### SET OF TASKS
1/ Repeat the discussion of standing from "You state that" up to and including "much more problematic.".
2/ Summarize the discussion of standing in two sentences.
3/ Decide whether each statement agrees with the discussion of standing, answering yes or no and quoting the words that decide it: (a) Receiving the forgiveness is said to require an application. (b) The Supreme Court is said to have ruled that states have no standing in constitutional disputes. (c) The mortgage example involves a thirty-year mortgage of $300,000.

### PASSAGE PROVIDED
This is a good analysis of standing by Ilya.
The Constitution is a contract between the states to create and limit the federal government. Theoretically, the states should have standing to sue anytime the federal government breaches the contract. I have no idea if the Supremes have already ruled that states have no standing in Constitutional disputes, but it seems logical that they should have automatic standing.
Perhaps Congress can address standing in challenging unconstiutional actions by the federal government in legislation. It might be very embarrassing for Democrats to vote against state standing to challenge federal government actions that are unconstitutional.
A student borrower who is subject to the forgiveness would have standing to sue. I would imagine that there are more than a few who are ethically troubled by Biden's proposed actions. The injury would be the acceleration of the state income tax obligation.
Receiving forgiveness will require an application.
I do not think you have standing if you caused the injury to yourself by applying for forgiveness.
Student borrowers need not apply for the forgiveness. It seems odd (well, more than odd, rediculous) to claim someone has injured you by offering you a benefit you voluntarily accept, and then turn around and sue the person because you feel “ethcially troubled” by accepting it.
You state that "student borrowers need not apply for the forgiveness", which is contra what the above commenter stated. If the forgiveness is automatic, as you state, then the injury is likewise automatic and the standing argument applies. Agree with the above commenter that if the forgiveness is "opt-in" the injury argument is much more problematic.
Many folks even in this day and age have an ethical discomfort with borrowing money and then not paying it back. Your milage may vary.
No, it's just phrased very badly; it confused me for a moment also. What he meant was "Students can choose not to apply for the forgiveness if they don't want it."
But, also: claiming that having to pay taxes is an "injury" doesn't make a lot of sense either in this context. Is one "injured" by winning the lottery because the government will take some of it? One still comes out ahead.
Perhaps that was what he meant. I assume that from the actual wording of Biden's act, when they are known, there is an answer one way or the other.
The injury from the tax impact of debt forgiveness is pretty clear however. If you have a thirty year mortgage in the amount of $300,000, you pay the principal off with after-tax dollars over that period. If the entire mortgage were forgiven in year one, you have imputed income of the entire $300,000 in that year and that amount would be taxable.

(Records drawn from a dataset)
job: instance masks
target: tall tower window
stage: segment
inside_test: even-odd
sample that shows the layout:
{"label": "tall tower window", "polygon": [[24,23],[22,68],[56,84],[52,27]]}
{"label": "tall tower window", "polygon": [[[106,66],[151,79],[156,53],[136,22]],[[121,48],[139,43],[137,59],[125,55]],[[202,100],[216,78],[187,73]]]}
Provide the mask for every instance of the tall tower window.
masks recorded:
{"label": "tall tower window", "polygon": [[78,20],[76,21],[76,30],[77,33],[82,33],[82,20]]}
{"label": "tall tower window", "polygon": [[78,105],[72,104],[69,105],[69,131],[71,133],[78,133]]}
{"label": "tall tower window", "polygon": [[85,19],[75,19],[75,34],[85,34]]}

### TASK ANSWERS
1/
You state that "student borrowers need not apply for the forgiveness", which is contra what the above commenter stated. If the forgiveness is automatic, as you state, then the injury is likewise automatic and the standing argument applies. Agree with the above commenter that if the forgiveness is "opt-in" the injury argument is much more problematic.

2/ Commenters debate whether states or student borrowers would have standing to sue over Biden's proposed loan forgiveness, with one arguing that a borrower's injury would be the acceleration of the state income tax obligation. Others counter that forgiveness requires an application and that a voluntarily accepted benefit is an odd thing to call an injury, while another commenter illustrates the tax impact with a forgiven $300,000 mortgage becoming taxable income in a single year.

3/
(a) Yes: "Receiving forgiveness will require an application."
(b) No: "I have no idea if the Supremes have already ruled that states have no standing in Constitutional disputes"
(c) Yes: "If you have a thirty year mortgage in the amount of $300,000"